EXERCISE
Reproduce the listing exactly and skip over any pictures.

THE INPUT
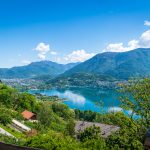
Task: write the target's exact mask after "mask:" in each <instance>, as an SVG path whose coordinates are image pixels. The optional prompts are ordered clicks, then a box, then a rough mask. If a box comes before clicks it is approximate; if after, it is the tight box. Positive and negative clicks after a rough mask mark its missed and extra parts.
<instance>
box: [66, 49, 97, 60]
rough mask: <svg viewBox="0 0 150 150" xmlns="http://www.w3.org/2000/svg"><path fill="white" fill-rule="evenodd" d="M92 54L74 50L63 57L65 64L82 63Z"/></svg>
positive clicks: (91, 56) (86, 52)
mask: <svg viewBox="0 0 150 150" xmlns="http://www.w3.org/2000/svg"><path fill="white" fill-rule="evenodd" d="M94 55H95V54H94V53H87V52H86V51H85V50H83V49H82V50H75V51H73V52H71V53H70V54H68V55H66V56H65V57H64V60H65V61H66V62H83V61H85V60H87V59H89V58H91V57H93V56H94Z"/></svg>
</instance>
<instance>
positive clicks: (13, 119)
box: [12, 119, 31, 132]
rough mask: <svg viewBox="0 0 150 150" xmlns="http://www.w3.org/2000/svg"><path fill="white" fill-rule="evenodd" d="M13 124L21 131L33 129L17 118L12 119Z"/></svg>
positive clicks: (23, 131)
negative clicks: (20, 120) (15, 119)
mask: <svg viewBox="0 0 150 150" xmlns="http://www.w3.org/2000/svg"><path fill="white" fill-rule="evenodd" d="M12 126H13V127H14V128H15V129H17V130H19V131H21V132H29V131H31V129H30V128H29V127H27V126H26V125H24V124H22V123H21V122H19V121H17V120H15V119H13V120H12Z"/></svg>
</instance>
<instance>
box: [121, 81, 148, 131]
mask: <svg viewBox="0 0 150 150" xmlns="http://www.w3.org/2000/svg"><path fill="white" fill-rule="evenodd" d="M120 91H121V92H122V94H123V96H122V97H121V98H120V101H121V107H122V108H123V109H125V110H130V111H132V113H131V118H132V117H133V115H134V114H136V115H138V116H139V117H140V118H141V123H142V124H141V125H142V126H143V127H145V128H147V127H149V126H150V78H145V79H141V80H130V81H129V82H128V83H127V84H123V85H121V90H120Z"/></svg>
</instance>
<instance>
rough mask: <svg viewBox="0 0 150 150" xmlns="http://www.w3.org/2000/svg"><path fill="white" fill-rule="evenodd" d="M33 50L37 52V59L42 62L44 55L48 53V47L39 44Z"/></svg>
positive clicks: (47, 44) (48, 50)
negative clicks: (39, 58) (41, 59)
mask: <svg viewBox="0 0 150 150" xmlns="http://www.w3.org/2000/svg"><path fill="white" fill-rule="evenodd" d="M34 50H35V51H37V52H38V57H39V58H40V59H42V60H44V59H45V58H46V54H47V53H48V52H49V51H50V45H49V44H45V43H42V42H41V43H39V44H38V45H37V46H36V48H34Z"/></svg>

RESPONSE AREA
Task: write the target's exact mask after "mask:" in each <instance>, as an SVG path whose coordinates are image pixels. The optional prompts are ordered clicks, then a box, then a rough mask. If a box comes before clicks it is approximate; if after, it is the tight box. Positive and negative clicks after a rough mask mark its missed and extra parts.
<instance>
box: [66, 49, 97, 60]
rough mask: <svg viewBox="0 0 150 150" xmlns="http://www.w3.org/2000/svg"><path fill="white" fill-rule="evenodd" d="M92 54L74 50L63 57L65 64L82 63Z"/></svg>
positive clicks: (91, 56) (86, 52)
mask: <svg viewBox="0 0 150 150" xmlns="http://www.w3.org/2000/svg"><path fill="white" fill-rule="evenodd" d="M94 55H95V54H94V53H87V52H86V51H85V50H83V49H82V50H75V51H73V52H71V53H70V54H68V55H66V56H65V57H64V60H65V61H66V62H83V61H85V60H87V59H89V58H91V57H93V56H94Z"/></svg>
</instance>
<instance>
positive clicks: (13, 119)
box: [12, 119, 31, 132]
rough mask: <svg viewBox="0 0 150 150" xmlns="http://www.w3.org/2000/svg"><path fill="white" fill-rule="evenodd" d="M13 124L21 131L33 129L17 118L12 119Z"/></svg>
positive clicks: (23, 131)
negative clicks: (20, 120) (15, 119)
mask: <svg viewBox="0 0 150 150" xmlns="http://www.w3.org/2000/svg"><path fill="white" fill-rule="evenodd" d="M12 126H13V127H14V128H15V129H17V130H19V131H21V132H29V131H31V129H30V128H29V127H27V126H26V125H24V124H22V123H21V122H19V121H17V120H15V119H13V120H12Z"/></svg>
</instance>
<instance>
box: [121, 81, 148, 131]
mask: <svg viewBox="0 0 150 150" xmlns="http://www.w3.org/2000/svg"><path fill="white" fill-rule="evenodd" d="M120 91H121V92H122V94H123V96H122V97H121V98H120V101H121V107H122V108H123V109H125V110H130V111H132V113H131V118H132V117H133V115H134V114H136V115H138V116H139V117H140V118H141V123H142V124H141V125H142V126H143V127H145V128H147V127H149V126H150V78H145V79H141V80H130V81H129V82H128V83H127V84H123V85H121V90H120Z"/></svg>
</instance>
<instance>
rough mask: <svg viewBox="0 0 150 150" xmlns="http://www.w3.org/2000/svg"><path fill="white" fill-rule="evenodd" d="M33 50L37 52V59L42 62L44 55L48 53V47L39 44Z"/></svg>
positive clicks: (47, 44) (48, 50)
negative clicks: (39, 58) (41, 59)
mask: <svg viewBox="0 0 150 150" xmlns="http://www.w3.org/2000/svg"><path fill="white" fill-rule="evenodd" d="M34 50H35V51H37V52H38V57H39V58H40V59H42V60H44V59H45V58H46V54H47V53H48V52H49V51H50V45H49V44H45V43H42V42H41V43H39V44H38V45H37V46H36V48H34Z"/></svg>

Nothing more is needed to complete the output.